We can use conditional compilation symbols to fix our situation. Let’s change our code so that it compiles again:
By using the NETSTANDARD1_3 compilation symbol we can make small tweaks in our code for different versions of .NET Standard. Again, all this was possible before but the tools make it a much nicer experience now.
But what about the NuGet package? Well, if we run dotnet pack ClassLibrary1.csproj from the command line (I couldn’t find an option in Visual Studio yet to do this) we get a single ClassLibrary220.127.116.11.nupkg file. If we look inside it with NuGet Package Explorer, this is what we’ll find:
A nice clean NuGet package with two different assemblies targeting .NET Standard 1.0 and .NET Standard 1.3.
Note that currently it doesn’t seem to be possible to create a NuGet package this way that can target .NET Standard and .NET Framework. I’ve tried adding net462 as a target framework and although the project will still load it doesn’t compile because it can’t find some basic types such as System.Object. I guess this is to be expected since it doesn’t know where to find mscorlib which defines these types. We’ll have to see how this plays out when the tools RTM.

- DATA EXTRACT

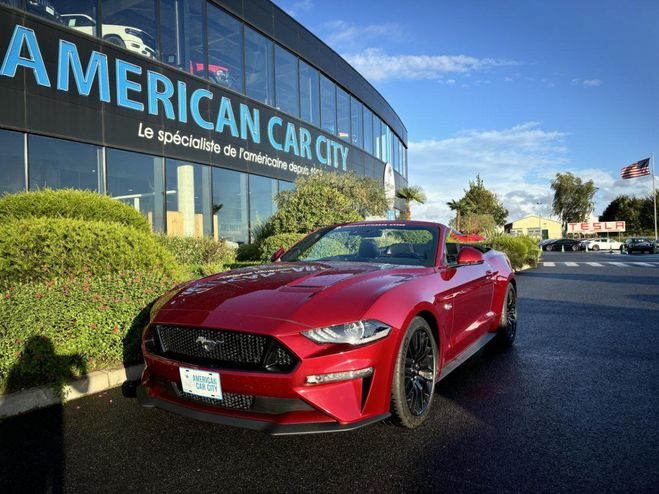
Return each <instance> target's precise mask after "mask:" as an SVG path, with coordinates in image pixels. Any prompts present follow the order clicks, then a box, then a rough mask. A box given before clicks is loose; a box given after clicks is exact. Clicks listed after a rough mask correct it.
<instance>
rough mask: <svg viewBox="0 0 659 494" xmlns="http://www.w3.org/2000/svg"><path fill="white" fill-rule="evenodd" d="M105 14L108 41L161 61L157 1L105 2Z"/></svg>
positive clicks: (147, 0)
mask: <svg viewBox="0 0 659 494" xmlns="http://www.w3.org/2000/svg"><path fill="white" fill-rule="evenodd" d="M40 3H41V2H40ZM85 3H86V4H88V3H90V2H85ZM102 12H103V25H102V26H101V35H102V36H103V39H104V40H105V41H108V42H110V43H113V44H115V45H117V46H119V47H121V48H125V49H127V50H128V51H131V52H133V53H138V54H140V55H143V56H145V57H149V58H158V51H157V46H156V2H155V0H102Z"/></svg>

- PROBLEM STATEMENT
Pick up the article on targeting several .NET Standard versions from one NuGet package, and continue it from its last sentence.

- RESULT OF THIS TASK
So we’ve seen how we can write code that compiles against a particular .NET Standard version, which should then run on any .NET platform that implements at least that version of .NET Standard. We’ve even seen how we can use conditional compilation to cross-target our code to different versions of .NET Standard so that we can keep supporting older versions of the standard (and thus, older platforms) while still being able to use new API’s available in higher versions of the standard.
What I haven’t shown yet is how we can reference our library from an application. There’s a reason for that, because as it stands right now, referencing our .NET Standard class library in a .NET Framework console application within the same solution doesn’t work. There’s some native code in Visual Studio that prevents you from doing this, which will hopefully be fixed when these tools RTM. Installing a NuGet package that targets .NET Standard should work however, provided that the target framework of your project supports that version of .NET Standard.
Speaking about the tools, we’ve also seen that they aren’t quite finished. This might come as a surprise to some since Visual Studio 2017 is currently an RC, but Microsoft has been very open about the .NET Core tooling (.NET Standard included) still being at “alpha” quality. The plan is still to RTM these tools when Visual Studio 2017 RTM’s, but it still remains to be seen if that is the case. Things can still change.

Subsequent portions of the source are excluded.